EXERCISE INSTRUCTIONS –
Return, exactly, the line that contains "of the white" together with all lines after it to the end of the entries, and no further lines.

MATERIAL FOR THE TASK –
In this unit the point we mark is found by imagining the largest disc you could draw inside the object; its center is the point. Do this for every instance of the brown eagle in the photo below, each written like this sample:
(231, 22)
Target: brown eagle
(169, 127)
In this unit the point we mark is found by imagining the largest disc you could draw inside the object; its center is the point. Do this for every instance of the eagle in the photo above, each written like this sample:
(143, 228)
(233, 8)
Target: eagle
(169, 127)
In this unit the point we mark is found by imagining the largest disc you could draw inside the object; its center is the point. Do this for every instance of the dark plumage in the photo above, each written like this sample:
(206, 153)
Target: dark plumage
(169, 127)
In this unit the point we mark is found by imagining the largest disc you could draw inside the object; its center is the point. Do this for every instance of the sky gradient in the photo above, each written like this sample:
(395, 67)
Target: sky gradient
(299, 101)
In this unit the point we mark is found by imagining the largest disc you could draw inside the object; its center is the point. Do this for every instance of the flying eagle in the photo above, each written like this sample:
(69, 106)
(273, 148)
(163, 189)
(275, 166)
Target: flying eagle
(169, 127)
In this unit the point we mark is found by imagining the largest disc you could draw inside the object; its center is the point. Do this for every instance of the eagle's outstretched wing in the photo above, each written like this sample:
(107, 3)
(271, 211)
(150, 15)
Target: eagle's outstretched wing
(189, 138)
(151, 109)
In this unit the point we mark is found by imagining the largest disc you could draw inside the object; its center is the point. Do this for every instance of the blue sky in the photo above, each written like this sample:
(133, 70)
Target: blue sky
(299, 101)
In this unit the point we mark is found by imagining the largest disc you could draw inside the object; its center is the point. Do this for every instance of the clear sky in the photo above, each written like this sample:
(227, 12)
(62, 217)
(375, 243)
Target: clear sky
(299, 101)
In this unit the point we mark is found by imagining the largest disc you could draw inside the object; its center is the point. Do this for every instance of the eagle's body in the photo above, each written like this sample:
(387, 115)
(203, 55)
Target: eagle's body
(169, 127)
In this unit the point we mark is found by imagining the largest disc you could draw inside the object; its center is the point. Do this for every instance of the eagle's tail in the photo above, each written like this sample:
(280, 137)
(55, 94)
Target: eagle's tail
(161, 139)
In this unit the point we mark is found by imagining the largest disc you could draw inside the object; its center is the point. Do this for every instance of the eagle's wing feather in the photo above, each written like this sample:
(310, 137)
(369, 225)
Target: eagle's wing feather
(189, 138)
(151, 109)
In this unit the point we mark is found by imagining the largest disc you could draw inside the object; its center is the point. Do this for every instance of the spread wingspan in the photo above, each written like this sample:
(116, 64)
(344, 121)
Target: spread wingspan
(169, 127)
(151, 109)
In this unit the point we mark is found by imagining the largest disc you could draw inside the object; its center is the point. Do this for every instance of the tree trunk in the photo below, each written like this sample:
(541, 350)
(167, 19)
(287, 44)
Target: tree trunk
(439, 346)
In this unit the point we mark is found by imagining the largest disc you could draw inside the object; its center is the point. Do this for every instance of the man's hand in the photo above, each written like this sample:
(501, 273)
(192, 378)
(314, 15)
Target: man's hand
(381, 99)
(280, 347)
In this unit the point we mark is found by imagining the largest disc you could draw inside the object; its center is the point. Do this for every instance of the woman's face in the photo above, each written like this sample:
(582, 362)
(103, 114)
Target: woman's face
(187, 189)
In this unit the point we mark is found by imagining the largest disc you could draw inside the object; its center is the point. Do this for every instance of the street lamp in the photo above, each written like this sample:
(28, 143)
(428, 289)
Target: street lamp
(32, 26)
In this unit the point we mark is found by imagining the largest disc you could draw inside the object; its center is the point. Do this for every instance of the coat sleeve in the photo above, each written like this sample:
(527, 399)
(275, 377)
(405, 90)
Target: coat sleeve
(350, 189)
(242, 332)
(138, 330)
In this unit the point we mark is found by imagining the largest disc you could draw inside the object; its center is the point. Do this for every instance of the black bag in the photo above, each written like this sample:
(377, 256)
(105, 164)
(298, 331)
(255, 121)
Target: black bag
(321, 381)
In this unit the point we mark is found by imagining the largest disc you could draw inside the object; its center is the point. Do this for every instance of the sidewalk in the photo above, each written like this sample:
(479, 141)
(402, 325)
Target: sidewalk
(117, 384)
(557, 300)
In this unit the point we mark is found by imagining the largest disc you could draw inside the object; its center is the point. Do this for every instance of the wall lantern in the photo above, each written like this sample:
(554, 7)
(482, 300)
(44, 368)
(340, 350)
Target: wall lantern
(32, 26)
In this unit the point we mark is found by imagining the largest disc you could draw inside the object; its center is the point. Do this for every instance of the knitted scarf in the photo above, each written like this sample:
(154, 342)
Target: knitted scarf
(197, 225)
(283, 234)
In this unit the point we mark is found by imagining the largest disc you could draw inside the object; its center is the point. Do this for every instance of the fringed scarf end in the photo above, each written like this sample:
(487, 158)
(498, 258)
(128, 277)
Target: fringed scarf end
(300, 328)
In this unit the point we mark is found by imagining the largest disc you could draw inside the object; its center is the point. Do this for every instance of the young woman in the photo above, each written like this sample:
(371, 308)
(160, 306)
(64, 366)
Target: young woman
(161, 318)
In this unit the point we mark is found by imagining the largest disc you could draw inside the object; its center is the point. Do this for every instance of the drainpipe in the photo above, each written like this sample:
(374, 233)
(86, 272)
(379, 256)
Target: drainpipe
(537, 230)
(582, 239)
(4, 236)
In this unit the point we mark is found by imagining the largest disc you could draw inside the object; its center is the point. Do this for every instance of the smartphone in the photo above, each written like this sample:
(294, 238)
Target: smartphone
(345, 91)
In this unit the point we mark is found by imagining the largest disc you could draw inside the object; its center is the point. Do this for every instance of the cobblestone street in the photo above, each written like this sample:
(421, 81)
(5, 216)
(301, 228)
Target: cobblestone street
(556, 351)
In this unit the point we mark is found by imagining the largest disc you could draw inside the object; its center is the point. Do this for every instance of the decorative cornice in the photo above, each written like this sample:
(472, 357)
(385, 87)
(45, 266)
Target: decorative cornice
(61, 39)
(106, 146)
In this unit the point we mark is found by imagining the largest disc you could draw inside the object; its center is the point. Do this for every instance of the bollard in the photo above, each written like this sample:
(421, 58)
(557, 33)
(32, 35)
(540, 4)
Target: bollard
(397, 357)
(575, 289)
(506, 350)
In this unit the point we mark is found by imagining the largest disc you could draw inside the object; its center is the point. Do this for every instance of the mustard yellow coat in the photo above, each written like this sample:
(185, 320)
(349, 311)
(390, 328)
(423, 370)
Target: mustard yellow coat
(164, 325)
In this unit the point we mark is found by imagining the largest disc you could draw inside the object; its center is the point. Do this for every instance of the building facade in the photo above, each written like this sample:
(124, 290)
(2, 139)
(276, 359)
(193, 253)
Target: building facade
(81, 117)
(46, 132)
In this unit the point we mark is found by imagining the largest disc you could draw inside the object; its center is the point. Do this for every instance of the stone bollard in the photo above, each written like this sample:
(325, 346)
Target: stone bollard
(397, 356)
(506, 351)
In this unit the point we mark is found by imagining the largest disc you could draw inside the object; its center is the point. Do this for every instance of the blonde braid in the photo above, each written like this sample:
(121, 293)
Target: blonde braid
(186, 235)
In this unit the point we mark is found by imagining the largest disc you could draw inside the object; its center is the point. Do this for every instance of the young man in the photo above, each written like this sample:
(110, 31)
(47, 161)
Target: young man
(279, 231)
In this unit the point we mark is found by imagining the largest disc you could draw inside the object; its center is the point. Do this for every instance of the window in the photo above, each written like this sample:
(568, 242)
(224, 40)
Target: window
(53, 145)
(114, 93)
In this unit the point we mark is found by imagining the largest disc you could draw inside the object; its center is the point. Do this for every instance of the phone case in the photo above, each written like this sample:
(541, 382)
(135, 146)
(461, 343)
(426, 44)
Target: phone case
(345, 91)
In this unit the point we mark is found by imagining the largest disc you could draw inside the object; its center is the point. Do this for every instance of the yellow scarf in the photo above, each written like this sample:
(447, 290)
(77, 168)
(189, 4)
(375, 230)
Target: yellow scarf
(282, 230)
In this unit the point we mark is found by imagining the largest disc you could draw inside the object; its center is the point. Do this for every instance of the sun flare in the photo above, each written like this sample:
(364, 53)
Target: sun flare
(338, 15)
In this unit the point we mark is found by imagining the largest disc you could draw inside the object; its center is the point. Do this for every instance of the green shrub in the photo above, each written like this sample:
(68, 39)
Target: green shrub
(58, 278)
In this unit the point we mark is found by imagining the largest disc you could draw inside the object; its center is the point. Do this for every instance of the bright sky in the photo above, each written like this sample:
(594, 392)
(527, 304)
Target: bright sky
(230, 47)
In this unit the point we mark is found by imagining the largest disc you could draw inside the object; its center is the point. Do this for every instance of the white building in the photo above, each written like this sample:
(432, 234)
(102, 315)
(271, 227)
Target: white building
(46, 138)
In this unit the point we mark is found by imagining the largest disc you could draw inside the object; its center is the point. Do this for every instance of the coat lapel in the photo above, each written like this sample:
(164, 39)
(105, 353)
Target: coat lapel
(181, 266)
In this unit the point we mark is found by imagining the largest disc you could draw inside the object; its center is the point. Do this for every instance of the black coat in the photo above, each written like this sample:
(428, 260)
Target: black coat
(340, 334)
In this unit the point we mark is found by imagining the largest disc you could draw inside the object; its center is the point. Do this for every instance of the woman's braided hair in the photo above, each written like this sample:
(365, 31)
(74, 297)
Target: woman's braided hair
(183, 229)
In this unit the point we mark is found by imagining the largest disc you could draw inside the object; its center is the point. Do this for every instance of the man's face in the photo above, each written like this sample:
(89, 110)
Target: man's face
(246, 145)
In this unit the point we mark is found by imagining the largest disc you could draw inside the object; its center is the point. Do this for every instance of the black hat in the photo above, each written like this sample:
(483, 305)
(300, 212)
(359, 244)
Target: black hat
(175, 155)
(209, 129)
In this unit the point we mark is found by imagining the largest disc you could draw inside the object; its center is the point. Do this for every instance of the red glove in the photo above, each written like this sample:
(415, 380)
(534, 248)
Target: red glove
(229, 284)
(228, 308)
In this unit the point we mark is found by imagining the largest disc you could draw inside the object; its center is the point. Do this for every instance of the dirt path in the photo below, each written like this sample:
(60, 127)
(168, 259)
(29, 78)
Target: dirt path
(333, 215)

SOLUTION FOR THIS PROBLEM –
In this unit the point we mark is found by imagining the largest disc you could draw inside the object; its center is the point. Do this for every instance of the white building in the photo above, each written like this sample:
(432, 234)
(102, 315)
(271, 227)
Target: white building
(46, 138)
In this unit the point we mark is found by imagining the largest disc you could draw inside the object; its center is the point. Do this for every instance of the coat lapel in the photo above, each written like this sample:
(164, 39)
(105, 353)
Target: coat lapel
(181, 266)
In this unit the point we mark is found by imagining the largest disc you could draw inside the object; its center is the point. Do this for every instance of the black coat in the photo above, each written like this sample:
(428, 260)
Target: black coat
(340, 334)
In this unit the point we mark is found by imagining the largest disc you could draw inside the object; its center is the point. Do this for every instance of the woman's braided hair in the photo above, each written like this sample:
(365, 31)
(74, 297)
Target: woman's braided hair
(183, 229)
In this unit the point we mark is found by imagining the largest disc you could draw inside the object; its center is the point. Do this for every instance of the man's face in the photo above, each written like this sample:
(89, 110)
Target: man's face
(246, 145)
In this unit the point we mark is found by imagining the largest disc you could draw inside the object; its center is the point. Do this for every instance of the black hat in the photo above, each written like this sample:
(483, 305)
(300, 212)
(359, 244)
Target: black hat
(175, 155)
(209, 129)
In this unit the point we mark is found by imagining the largest disc you could draw inside the object; its center is the point. Do this for every instance of the red glove in the photo above, each written like this sample:
(415, 380)
(534, 248)
Target: red glove
(229, 284)
(228, 308)
In this unit the point we mark is found by imagining the largest disc you could draw inside the object; its center is the point. Do this for every instance of the dirt path in the photo below, each written like this sample:
(60, 127)
(168, 259)
(29, 78)
Target: dirt path
(333, 215)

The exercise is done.